PASSAGE SHOWN
ENGL-A316 Medieval Literature
Prerequisites: ENGL T122 or A205; sophomore standing.
Covering material from Beowulf and Arthurian legend to drama and lyrics, this course provides an introduction not only to the masterworks of the period but also to the complex culture and world view that produced such divergent works as The Divine Comedy and The Art of Courtly Love.
HIST-A288 History of the Middle East I
This course traces the major developments in the Middle East from the 7th to the 16th centuries. This period witnessed the transition to Islam in the Arabian Peninsula and its spread throughout the wider Middle East. Accordingly, we will study how Muslims shaped a unified civilization and interacted with non-Muslim communities and polities.
HIST-A381 English History to 1688
This course is a study of political, social, cultural, and religious developments in England from the Roman Conquest to the Revolution of 1688. The focus will be on the emergence of Parliament and the English common law.
HIST-A394 Medicine in Ancient/Medieval Worlds
This course explores the history of medical theory and practice through a variety of lenses: clinical, ethical, religious and social. Not only do we hope to gain a better understanding of ancient and medieval health issues, their curatives, and their impact on society; we will also explore health, disease and the body as social constructions to understand how the ancient and medieval worlds used these terms to stigmatize and categorize.
HIST-X294 Creating Medieval Monsters (First-Year Seminar)
Medieval Christendom protected community by lashing out at those on the margins—heretics, the disabled, witches, women, Jews, and Muslims. The seminar explores the ways that marginal people were demonized, literally turned into“monsters,” to create unity in the Christian world.
PHIL-U294 Death and Philosophy
We are all born and we all must die. Mortality is a defining factor of human existence. And yet, it is something which most of us try not to think about – until we are forced to do so. The reason for this is simple. Death is the end of life and all our efforts are normally directed at living our lives as well and for as long as possible. Death is something we wish to keep at bay. Why spoil our life here and now with thoughts about the end of the very life we wish to enjoy? However, if death really is a defining factor of human existence – if it really is what, among other things, makes us human – then thinking about one’s own mortality seems to be a necessary requisite for living a truly human life. This course will examine how philosophers in antiquity tried to answer the question ‘What attitude should we take towards mortality and, as a result, how should we live our lives in accordance with our mortality?’ We shall start with Socrates and Plato, and then move on to the Epicureans. The greatest part of the course, however, we be taken up by a detailed reading of a text which not only counts as both the last text of ancient and the first of medieval philosophy, but, more interestingly, was written by a man while facing his own execution: Boethius’ Consolation of Philosophy.
RELS-U386 Medieval Synthesis
Prerequisite: RELS T122 or RELS H233.
This course is an introduction to the major personalities and problems in medieval theology focusing on the construction and disintegration of the medieval synthesis.

STUDY MATERIAL
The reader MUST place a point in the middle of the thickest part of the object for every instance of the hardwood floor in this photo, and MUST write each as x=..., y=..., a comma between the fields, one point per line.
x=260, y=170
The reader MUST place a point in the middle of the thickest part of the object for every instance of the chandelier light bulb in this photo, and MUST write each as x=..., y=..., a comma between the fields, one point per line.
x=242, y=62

* * *

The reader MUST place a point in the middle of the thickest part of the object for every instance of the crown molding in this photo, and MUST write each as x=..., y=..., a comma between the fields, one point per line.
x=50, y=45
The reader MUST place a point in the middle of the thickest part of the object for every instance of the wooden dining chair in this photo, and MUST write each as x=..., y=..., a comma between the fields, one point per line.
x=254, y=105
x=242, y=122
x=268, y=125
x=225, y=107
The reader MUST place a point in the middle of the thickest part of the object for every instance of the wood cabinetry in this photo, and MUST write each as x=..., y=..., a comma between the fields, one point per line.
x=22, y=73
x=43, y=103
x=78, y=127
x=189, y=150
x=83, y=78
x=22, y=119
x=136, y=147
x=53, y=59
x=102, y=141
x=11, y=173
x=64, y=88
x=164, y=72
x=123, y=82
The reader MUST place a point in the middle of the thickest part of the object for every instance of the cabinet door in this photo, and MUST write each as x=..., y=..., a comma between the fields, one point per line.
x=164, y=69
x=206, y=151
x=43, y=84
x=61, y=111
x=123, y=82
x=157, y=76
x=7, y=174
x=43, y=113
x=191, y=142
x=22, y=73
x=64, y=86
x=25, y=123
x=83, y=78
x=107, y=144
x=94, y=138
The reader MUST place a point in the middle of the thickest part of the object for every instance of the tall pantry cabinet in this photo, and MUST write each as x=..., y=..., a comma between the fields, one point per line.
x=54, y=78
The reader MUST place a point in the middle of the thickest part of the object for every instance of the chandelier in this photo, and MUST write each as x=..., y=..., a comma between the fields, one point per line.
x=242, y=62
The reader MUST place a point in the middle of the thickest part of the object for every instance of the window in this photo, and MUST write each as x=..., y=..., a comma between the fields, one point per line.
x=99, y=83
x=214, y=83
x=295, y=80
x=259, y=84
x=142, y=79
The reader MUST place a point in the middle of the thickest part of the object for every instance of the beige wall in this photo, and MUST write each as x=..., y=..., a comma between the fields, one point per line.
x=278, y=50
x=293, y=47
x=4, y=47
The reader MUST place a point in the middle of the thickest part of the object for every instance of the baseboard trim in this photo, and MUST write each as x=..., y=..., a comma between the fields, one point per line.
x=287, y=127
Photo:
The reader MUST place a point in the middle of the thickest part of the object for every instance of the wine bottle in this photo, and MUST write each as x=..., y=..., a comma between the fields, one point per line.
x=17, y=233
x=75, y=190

...

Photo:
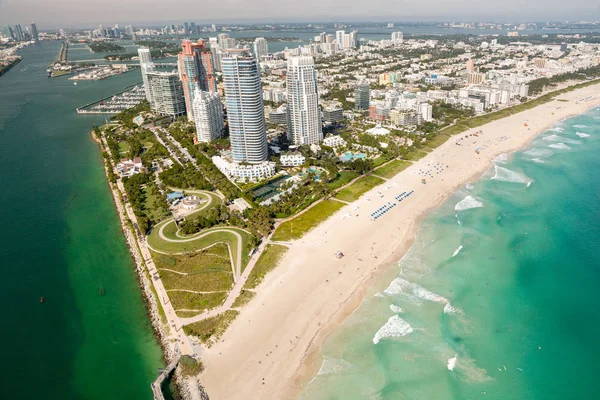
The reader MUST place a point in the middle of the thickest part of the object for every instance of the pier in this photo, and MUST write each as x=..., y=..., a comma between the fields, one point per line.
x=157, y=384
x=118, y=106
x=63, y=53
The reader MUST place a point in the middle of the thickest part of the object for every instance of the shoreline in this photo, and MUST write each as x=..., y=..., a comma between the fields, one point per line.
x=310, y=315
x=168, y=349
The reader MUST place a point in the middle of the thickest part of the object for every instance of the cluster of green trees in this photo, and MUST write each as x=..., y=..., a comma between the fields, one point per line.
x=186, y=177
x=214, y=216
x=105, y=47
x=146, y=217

ASSIGNMENT 1
Revise the part of the course list starting with "HIST-A394 Medicine in" and going on through "stigmatize and categorize.", putting "perspectives" in place of "lenses".
ASSIGNMENT 2
In the course list, what text fills the greatest part of the Death and Philosophy course?

REPLY 1
HIST-A394 Medicine in Ancient/Medieval Worlds
This course explores the history of medical theory and practice through a variety of perspectives: clinical, ethical, religious and social. Not only do we hope to gain a better understanding of ancient and medieval health issues, their curatives, and their impact on society; we will also explore health, disease and the body as social constructions to understand how the ancient and medieval worlds used these terms to stigmatize and categorize.

REPLY 2
Boethius' Consolation of Philosophy.